▸ What you are asked to do
In the text below about design system product managers, who often has to advocate for the design system to the rest of the organization?

▸ Text to read
— begin —
What does a Design System Product Manager do?
At a high level, a Product Manager is responsible for steering the ship and working closely with the design direction of the design system. While they aren't necessarily the leader on the design system team, they are responsible for steering folks in the right direction, ideally through managing the processes, facilitating, and inputting with their particular expertise (ie. product). A few ways in which product owners can leverage design systems are as follows.
When it comes to working with a design system, it implies an entire mindset shift in digital product development. This type of major organizational change can only be achieved through open dialog and opportunities for contributions. This often falls to a Product Manager to be the design systems advocate to the rest of the organization.
If you have a Product Manager in your design system team, they’re probably interacting a lot with your designers and developers. But they could also be responsible for communication with other strategic folks too, such as Leads, Head of, stakeholders and other consumers of the design system. A Product Manager needs to have the overview of who consumes it, and who can be important to help the design system grow, as they often act as the design system champion within the org. It is also important that the Design System Product Manager works with other Product Managers working on products. If the design system relies on other product team’s front-end developers who are also working on product work, they could help, plan and negotiate, especially if the design system team doesn’t have dedicated engineers.
A design system's adoption is often challenged by the people who will use it, and it can also be the biggest barrier to its adoption. Besides building a new product, we ask people to change their work habits. The product manager can play a key role in resolving stakeholder issues and collaborating with teams throughout a multidisciplinary organization.
The tasks and responsibilities
A Product Manager should be a full-time position for all the tasks and responsibilities they need to handle. Basically, the Product Manager is accountable for the design system team delivering what they need, while also responsible for team cohesion. It could mean the role of a Product Manager would be to make the design system team happy. We already talked about happiness and how design systems can be ungrateful because of all the giant dark portion of work that lurks below the water and that nobody sees. Well, this “hidden” work is mainly the Product Manager’s work. Their responsibilities are doing what designers and developers don’t want to do or consider outside of their perimeter. Here is a list of what their responsibilities could be:
- Ensure the design system’s adoption
- Get feedback from the design system’s users
- Ensure the right use of the system
- Help and train the teams
- Improve workflows
- Balance with politics
- Onboarding to new starters, other teams and C-levels to drive adoption and budget
- Manage a backlog and prioritize
- Define the value proposition with success metrics and communication about product features
The difference between managing a design system and managing a product
Even if a Product Manager is familiar with managing a product, managing a design system involves a few minor differences.
— end —
▸ Listed records
— begin —
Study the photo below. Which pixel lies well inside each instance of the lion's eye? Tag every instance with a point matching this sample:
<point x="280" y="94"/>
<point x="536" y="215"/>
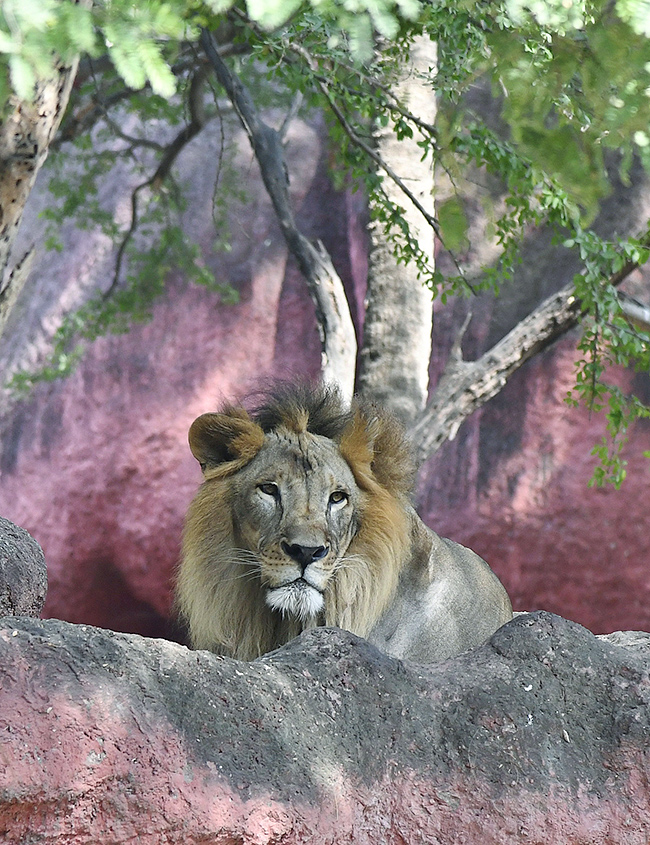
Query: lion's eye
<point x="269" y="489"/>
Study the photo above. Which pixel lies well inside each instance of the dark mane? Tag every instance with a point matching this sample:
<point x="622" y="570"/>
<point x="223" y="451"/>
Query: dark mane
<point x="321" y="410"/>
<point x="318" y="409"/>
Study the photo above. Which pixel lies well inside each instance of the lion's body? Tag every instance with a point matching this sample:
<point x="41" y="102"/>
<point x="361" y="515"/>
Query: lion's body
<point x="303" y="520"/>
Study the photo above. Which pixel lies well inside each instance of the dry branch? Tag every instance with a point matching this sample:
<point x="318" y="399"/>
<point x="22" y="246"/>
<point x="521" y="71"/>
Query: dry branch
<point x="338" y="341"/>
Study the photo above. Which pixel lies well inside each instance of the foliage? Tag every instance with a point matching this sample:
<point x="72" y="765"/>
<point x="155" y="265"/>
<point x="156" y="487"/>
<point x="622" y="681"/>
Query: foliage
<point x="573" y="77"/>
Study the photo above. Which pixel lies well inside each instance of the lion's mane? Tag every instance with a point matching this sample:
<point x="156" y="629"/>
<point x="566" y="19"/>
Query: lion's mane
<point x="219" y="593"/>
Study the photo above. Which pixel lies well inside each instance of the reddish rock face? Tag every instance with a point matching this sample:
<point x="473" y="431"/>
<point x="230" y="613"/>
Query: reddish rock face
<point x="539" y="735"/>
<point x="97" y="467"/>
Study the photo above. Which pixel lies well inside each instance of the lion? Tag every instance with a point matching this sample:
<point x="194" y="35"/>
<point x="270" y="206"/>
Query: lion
— end —
▸ Full output
A Product Manager.